== Entries supplied ==

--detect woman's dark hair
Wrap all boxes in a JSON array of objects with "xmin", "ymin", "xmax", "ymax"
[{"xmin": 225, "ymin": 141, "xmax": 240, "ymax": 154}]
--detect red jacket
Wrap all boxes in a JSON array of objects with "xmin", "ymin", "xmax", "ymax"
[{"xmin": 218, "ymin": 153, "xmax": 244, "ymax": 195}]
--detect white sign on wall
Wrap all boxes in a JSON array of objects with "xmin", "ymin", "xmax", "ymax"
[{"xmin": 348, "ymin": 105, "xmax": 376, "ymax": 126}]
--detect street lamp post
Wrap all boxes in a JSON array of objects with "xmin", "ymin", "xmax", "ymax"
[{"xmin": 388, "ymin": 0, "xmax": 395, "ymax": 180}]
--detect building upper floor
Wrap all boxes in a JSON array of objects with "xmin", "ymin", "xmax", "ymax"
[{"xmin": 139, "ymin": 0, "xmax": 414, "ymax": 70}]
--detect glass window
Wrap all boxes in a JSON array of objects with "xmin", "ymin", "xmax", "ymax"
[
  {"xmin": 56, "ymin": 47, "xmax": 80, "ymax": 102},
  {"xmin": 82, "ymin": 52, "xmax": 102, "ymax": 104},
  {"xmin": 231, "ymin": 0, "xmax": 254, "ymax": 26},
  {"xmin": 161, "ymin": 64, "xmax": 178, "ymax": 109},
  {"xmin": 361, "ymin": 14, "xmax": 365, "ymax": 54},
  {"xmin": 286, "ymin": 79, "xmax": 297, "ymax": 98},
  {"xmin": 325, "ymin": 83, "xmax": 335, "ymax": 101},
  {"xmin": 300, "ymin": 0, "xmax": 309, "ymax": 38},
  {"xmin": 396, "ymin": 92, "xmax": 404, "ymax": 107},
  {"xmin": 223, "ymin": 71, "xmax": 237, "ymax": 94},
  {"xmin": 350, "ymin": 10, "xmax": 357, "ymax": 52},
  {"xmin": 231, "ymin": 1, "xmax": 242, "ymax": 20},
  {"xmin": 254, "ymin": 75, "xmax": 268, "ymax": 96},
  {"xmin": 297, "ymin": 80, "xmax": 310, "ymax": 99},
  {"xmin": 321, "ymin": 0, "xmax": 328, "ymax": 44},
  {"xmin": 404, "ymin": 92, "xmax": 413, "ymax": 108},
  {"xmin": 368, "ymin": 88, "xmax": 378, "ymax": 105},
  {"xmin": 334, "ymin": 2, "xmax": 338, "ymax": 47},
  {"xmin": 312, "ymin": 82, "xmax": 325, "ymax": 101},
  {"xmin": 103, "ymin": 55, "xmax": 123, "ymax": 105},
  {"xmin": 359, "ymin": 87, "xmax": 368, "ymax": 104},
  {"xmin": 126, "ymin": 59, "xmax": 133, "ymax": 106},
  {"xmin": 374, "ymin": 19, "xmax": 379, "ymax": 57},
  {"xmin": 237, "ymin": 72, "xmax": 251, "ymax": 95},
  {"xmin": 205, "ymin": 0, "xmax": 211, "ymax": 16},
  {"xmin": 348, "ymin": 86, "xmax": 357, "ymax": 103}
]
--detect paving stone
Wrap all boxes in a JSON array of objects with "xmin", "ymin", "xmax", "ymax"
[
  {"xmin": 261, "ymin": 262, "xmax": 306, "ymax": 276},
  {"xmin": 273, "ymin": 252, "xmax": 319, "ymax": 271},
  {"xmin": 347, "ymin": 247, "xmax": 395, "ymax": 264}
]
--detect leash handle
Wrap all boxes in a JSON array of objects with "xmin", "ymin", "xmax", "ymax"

===

*Work request*: Nothing in the listing above may be altered; transcribe all of it.

*Output of the exercise*:
--detect woman's dark hair
Wrap all boxes in a JSON array of objects with "xmin", "ymin", "xmax", "ymax"
[{"xmin": 225, "ymin": 141, "xmax": 240, "ymax": 154}]
--detect red jacket
Wrap all boxes in a JSON array of objects with "xmin", "ymin", "xmax", "ymax"
[{"xmin": 218, "ymin": 153, "xmax": 244, "ymax": 195}]
--detect white sign on wall
Wrap all boxes in a JSON array of objects with "xmin", "ymin", "xmax", "ymax"
[{"xmin": 348, "ymin": 105, "xmax": 376, "ymax": 126}]
--detect street lamp post
Wrap all boxes in a JSON array of objects with "xmin", "ymin", "xmax", "ymax"
[{"xmin": 388, "ymin": 0, "xmax": 395, "ymax": 180}]
--detect building upper floor
Wrap all boxes in a JSON array of objects with "xmin", "ymin", "xmax", "ymax"
[{"xmin": 139, "ymin": 0, "xmax": 414, "ymax": 70}]
--detect glass window
Wrap all boxes in a JSON array of objects with "xmin", "ymin", "xmax", "ymax"
[
  {"xmin": 56, "ymin": 47, "xmax": 80, "ymax": 102},
  {"xmin": 82, "ymin": 52, "xmax": 102, "ymax": 104},
  {"xmin": 231, "ymin": 0, "xmax": 254, "ymax": 26},
  {"xmin": 161, "ymin": 64, "xmax": 178, "ymax": 109},
  {"xmin": 361, "ymin": 14, "xmax": 365, "ymax": 54},
  {"xmin": 286, "ymin": 79, "xmax": 297, "ymax": 98},
  {"xmin": 325, "ymin": 83, "xmax": 335, "ymax": 101},
  {"xmin": 300, "ymin": 0, "xmax": 309, "ymax": 38},
  {"xmin": 396, "ymin": 92, "xmax": 404, "ymax": 107},
  {"xmin": 223, "ymin": 71, "xmax": 237, "ymax": 94},
  {"xmin": 350, "ymin": 10, "xmax": 357, "ymax": 52},
  {"xmin": 231, "ymin": 1, "xmax": 242, "ymax": 20},
  {"xmin": 254, "ymin": 75, "xmax": 268, "ymax": 96},
  {"xmin": 297, "ymin": 80, "xmax": 310, "ymax": 99},
  {"xmin": 321, "ymin": 0, "xmax": 328, "ymax": 44},
  {"xmin": 404, "ymin": 92, "xmax": 413, "ymax": 108},
  {"xmin": 368, "ymin": 88, "xmax": 378, "ymax": 105},
  {"xmin": 334, "ymin": 2, "xmax": 338, "ymax": 47},
  {"xmin": 312, "ymin": 82, "xmax": 325, "ymax": 101},
  {"xmin": 103, "ymin": 55, "xmax": 123, "ymax": 105},
  {"xmin": 359, "ymin": 87, "xmax": 368, "ymax": 104},
  {"xmin": 126, "ymin": 59, "xmax": 133, "ymax": 106},
  {"xmin": 374, "ymin": 19, "xmax": 379, "ymax": 57},
  {"xmin": 237, "ymin": 72, "xmax": 251, "ymax": 95},
  {"xmin": 205, "ymin": 0, "xmax": 211, "ymax": 16},
  {"xmin": 348, "ymin": 86, "xmax": 357, "ymax": 103}
]
--detect paving stone
Wrap all boxes in a JSON array of objects with "xmin", "ymin", "xmax", "ymax"
[
  {"xmin": 261, "ymin": 262, "xmax": 306, "ymax": 276},
  {"xmin": 273, "ymin": 252, "xmax": 319, "ymax": 271},
  {"xmin": 347, "ymin": 247, "xmax": 395, "ymax": 264}
]
--detect leash handle
Wrap all boxes in a JSON array of objects with "xmin", "ymin", "xmax", "ymax"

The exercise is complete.